-- Start Records for the task --
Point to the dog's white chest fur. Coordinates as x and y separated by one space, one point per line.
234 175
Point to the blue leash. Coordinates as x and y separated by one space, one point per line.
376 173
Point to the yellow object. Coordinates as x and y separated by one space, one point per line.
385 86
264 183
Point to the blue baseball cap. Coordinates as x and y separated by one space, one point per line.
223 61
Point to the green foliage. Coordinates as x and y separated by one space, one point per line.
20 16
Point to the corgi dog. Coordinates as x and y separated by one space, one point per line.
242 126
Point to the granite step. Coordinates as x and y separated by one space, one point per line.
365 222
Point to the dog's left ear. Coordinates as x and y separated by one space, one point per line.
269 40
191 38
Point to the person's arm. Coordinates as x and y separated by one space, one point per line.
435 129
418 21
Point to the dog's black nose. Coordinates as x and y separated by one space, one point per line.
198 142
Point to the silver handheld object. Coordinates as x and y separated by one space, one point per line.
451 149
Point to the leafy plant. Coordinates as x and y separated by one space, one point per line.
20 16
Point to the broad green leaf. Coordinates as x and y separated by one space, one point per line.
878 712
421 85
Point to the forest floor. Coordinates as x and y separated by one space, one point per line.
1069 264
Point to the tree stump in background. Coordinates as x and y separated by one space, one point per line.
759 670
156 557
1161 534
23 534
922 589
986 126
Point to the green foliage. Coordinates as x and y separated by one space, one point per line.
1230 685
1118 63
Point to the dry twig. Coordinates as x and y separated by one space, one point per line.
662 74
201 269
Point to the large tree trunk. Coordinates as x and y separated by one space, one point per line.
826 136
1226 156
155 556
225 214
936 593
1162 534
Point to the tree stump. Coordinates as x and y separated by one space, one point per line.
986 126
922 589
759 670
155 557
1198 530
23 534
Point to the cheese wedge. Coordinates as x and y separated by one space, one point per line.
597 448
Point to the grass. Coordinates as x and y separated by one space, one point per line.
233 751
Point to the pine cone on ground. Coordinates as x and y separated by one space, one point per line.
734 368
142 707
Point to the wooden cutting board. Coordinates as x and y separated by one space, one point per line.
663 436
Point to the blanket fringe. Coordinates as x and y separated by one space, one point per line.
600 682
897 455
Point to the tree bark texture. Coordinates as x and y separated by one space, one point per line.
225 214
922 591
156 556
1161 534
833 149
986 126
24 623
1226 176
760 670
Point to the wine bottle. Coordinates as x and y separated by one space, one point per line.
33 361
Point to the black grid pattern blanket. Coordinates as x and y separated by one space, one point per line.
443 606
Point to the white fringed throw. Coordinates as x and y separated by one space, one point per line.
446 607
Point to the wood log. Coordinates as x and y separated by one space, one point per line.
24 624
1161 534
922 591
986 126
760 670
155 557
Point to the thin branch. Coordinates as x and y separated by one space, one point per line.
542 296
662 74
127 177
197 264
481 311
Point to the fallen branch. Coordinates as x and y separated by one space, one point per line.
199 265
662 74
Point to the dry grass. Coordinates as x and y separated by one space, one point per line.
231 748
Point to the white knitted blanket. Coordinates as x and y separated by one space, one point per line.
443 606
-- End Records for the task --
Task statement → Format every row above as a two-column CSV with the header instruction,points. Each row gets its own line, with the text in the first field and its answer in the second, both fields quoted and any line breaks inside a field replaced by spaces.

Answer in full →
instruction,points
"Point to the dog's white chest fur. Coordinates as x and y separated by one space, one point per line.","234 175"
"Point to the blue leash. Coordinates as x and y separated by one space, one point per line.","376 173"
"Point to the yellow object. Coordinates as x and y separated by one space, one point per line.","385 86 264 183"
"Point to the blue baseball cap. Coordinates as x and y separated by one space, one point per line.","223 61"
"Point to the green foliage. Coordinates as x and y separated by one space, one point per line.","20 16"
"Point to the corgi dog. Coordinates as x and y separated by one space, one point per line.","242 126"
"Point to the granite step. Coordinates as x and y separated by one space, one point per line.","365 222"
"Point to the dog's left ear. Coordinates as x and y separated by one space, one point per line.","269 40 191 38"
"Point to the person's arm. Coordinates as x and y separated by one space, one point per line.","435 129 418 21"
"Point to the dog's black nose. Coordinates as x and y separated by one space, one point per line.","198 142"
"Point to the silver handheld object. Coordinates as x and y separated by one space, one point per line.","451 149"
"Point to the leafy plant. Coordinates as x and y separated by one space, one point per line.","20 16"
"Point to the broad green leaf. Coordinates as x and y separated by one space, one point per line.","878 712 421 85"
"Point to the forest floor. Coordinates as x and y separated by one space, one point per line.","1069 264"
"Point to the tree stump in background. Coordinates as x and y separated by one space, one point per line.","759 670 156 557 1161 534 23 534 922 589 986 126"
"Point to the green foliage. Coordinates as x and y separated by one space, one point per line.","1230 685 1118 63"
"Point to the dry twig. Coordinates as x and y separated by one space, one point per line.","662 74 201 269"
"Point to the large tree trunk. Coordinates as x and y separated by one space, one point per line.","826 136 1226 156 155 556 225 214 936 593 1162 534"
"Point to the tree stump. Coordinates as x and y separated by one space, one point per line.","986 126 922 589 759 670 155 557 1198 530 23 534"
"Point to the cheese wedge. Coordinates as x and y separated by one space, one point per line.","597 448"
"Point to the grass. Coordinates as x and y separated by one space, one point per line.","233 751"
"Point to the pine cone on ground. Coordinates as x and y separated by one space, one point per line.","734 368 142 707"
"Point to the wooden cutting board. Coordinates as x and y separated by one space, one point per line.","663 436"
"Point to the blanket fringe. Coordinates as x and y separated by one space, one point per line.","600 682 897 455"
"Point to the tree bark texture. Coordinates as x and y separated by one space, one point per line.","225 214 922 591 156 556 1161 534 833 149 986 126 24 623 1226 176 760 670"
"Point to the wine bottle. Coordinates as x and y separated by one space, one point per line.","33 361"
"Point to the black grid pattern blanket. Coordinates as x and y separated by one space, one point per line.","443 606"
"Point to the white fringed throw. Coordinates as x and y separated by one space, one point per line.","446 607"
"Point to the wood log. Coordinates as x and y separated by one space, one point per line.","24 624 1161 534 922 591 986 126 760 670 155 557"
"Point to the thin branch. Coordinates as x and y separated by one space, one point per line.","542 296 662 74 127 177 197 264 481 311"
"Point to the fallen branch. Coordinates as x and y separated by one space, one point per line.","199 265 662 74"
"Point to the dry grass. Coordinates as x and y separated by one space, one point per line.","231 748"
"Point to the white knitted blanket. Coordinates as x and y separated by one space, one point per line.","443 606"